Work to be completed → Task for the listing below: copy it out in full, exactly.

Material provided →
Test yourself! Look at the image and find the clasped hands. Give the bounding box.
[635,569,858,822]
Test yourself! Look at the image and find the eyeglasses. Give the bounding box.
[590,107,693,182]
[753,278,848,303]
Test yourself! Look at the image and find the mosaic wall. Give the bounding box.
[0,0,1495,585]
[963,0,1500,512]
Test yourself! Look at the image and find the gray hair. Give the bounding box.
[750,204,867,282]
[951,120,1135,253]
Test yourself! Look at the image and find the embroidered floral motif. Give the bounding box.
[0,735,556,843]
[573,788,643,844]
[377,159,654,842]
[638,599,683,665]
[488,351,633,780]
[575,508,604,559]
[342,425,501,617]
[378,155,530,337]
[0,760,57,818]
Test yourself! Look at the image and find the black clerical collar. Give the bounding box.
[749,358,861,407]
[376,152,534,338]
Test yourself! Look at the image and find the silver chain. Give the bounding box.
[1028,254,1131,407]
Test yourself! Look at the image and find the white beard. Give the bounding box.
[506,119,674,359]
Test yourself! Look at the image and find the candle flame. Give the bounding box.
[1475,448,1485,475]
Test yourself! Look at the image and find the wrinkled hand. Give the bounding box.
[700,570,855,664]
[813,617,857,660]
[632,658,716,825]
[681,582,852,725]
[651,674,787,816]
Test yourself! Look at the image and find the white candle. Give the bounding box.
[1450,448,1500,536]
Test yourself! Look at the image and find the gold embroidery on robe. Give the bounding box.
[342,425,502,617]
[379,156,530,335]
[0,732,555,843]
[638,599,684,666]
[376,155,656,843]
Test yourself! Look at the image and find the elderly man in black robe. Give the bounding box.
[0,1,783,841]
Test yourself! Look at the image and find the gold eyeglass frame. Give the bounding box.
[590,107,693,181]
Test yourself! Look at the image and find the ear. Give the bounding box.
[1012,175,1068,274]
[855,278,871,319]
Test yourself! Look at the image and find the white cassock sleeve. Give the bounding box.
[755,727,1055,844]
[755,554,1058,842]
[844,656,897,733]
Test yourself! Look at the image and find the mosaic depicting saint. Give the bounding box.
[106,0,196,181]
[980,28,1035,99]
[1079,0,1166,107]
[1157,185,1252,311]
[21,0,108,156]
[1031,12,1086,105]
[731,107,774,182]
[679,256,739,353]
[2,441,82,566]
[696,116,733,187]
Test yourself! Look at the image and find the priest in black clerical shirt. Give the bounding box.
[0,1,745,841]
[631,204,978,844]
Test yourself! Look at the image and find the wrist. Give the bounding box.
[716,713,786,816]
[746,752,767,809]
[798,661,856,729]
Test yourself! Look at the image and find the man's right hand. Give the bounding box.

Reply →
Test yourself! Look at the image and find the clasped hands. Give the bounding box.
[635,569,858,822]
Test yourself! Look at the image and find the eyeglasses. Give the bounding box.
[590,107,693,182]
[753,278,848,303]
Test yourself! Look at the image and find the mosaic wall. Give the bounding box.
[0,0,1495,585]
[963,0,1500,512]
Test yourself! Look at the image and find the gray hair. Give the bounding box.
[750,204,867,282]
[951,120,1135,253]
Test yourself! Look at the image and find the embroidered floral motif. Give the bounding box.
[0,735,556,843]
[573,788,643,844]
[377,159,654,842]
[638,599,683,665]
[488,351,633,780]
[575,508,604,559]
[342,425,501,617]
[378,155,530,337]
[0,760,57,818]
Test yourself! Look at the image and find the black clerical collar. Give the bounding box.
[749,358,861,407]
[376,152,534,338]
Test yourself! Look at the image and find the silver chain. Give the bounding box.
[1028,254,1131,407]
Test yourself! Look at the image and find the white beard. Give the bounding box.
[506,119,674,359]
Test yourself! Look at the image and find the candle flame. Give the bounding box.
[1475,448,1485,475]
Test yourself! Look at the image and find the wrinkled hand. Give the bounding box.
[700,570,855,664]
[813,617,857,660]
[632,658,716,825]
[681,582,852,725]
[651,674,787,816]
Test yourself! Look at the image and find the white candle. Give the bounding box.
[1450,448,1500,536]
Test yourself! Look at the image and find the gold embroidery on robe. Give the bounding box.
[342,425,502,617]
[379,156,530,335]
[0,732,555,843]
[638,599,684,666]
[376,155,656,843]
Test yourself! Look at the image and find the elderly man in black robe. Give the bounding box.
[0,1,783,841]
Test yourself! Look at the image and find the gold eyeglass frame. Give the bounding box.
[590,107,693,181]
Test yourself! Look at the image and find the ear. Give the bounding box.
[1012,175,1068,274]
[855,278,871,319]
Test yourself! Look at the image and find the white cassock sleeve. Give the bounding box.
[755,727,1055,844]
[755,554,1058,842]
[844,656,897,733]
Test yourself! Look at the image and find the mosaic depicting saint. Give the bounding box.
[106,0,196,181]
[980,28,1035,99]
[1079,0,1166,107]
[1157,185,1252,311]
[21,0,108,156]
[1031,12,1086,105]
[731,107,774,182]
[679,256,739,353]
[2,441,82,566]
[696,116,733,187]
Test yourself! Look at the image and find the priest in black clerical shirt. Give the bounding box.
[0,1,745,841]
[631,204,978,844]
Test yourself! Look at the image and find the wrist. Give the bounding box.
[716,713,786,816]
[746,752,767,809]
[798,661,856,729]
Test yourself! Look at the image and find the man's right hand. Give the bounding box.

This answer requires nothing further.